◆ Action item ◆
Copy out the whole listing below exactly.
========================
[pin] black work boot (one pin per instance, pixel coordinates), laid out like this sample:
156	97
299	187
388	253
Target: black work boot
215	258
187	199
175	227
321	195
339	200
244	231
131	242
========================
◆ Solution ◆
[pin] black work boot (one pin per instance, pixel coordinates), laid out like this sample:
156	97
299	187
388	253
Target: black work boot
215	258
187	199
175	227
321	195
339	200
244	231
131	242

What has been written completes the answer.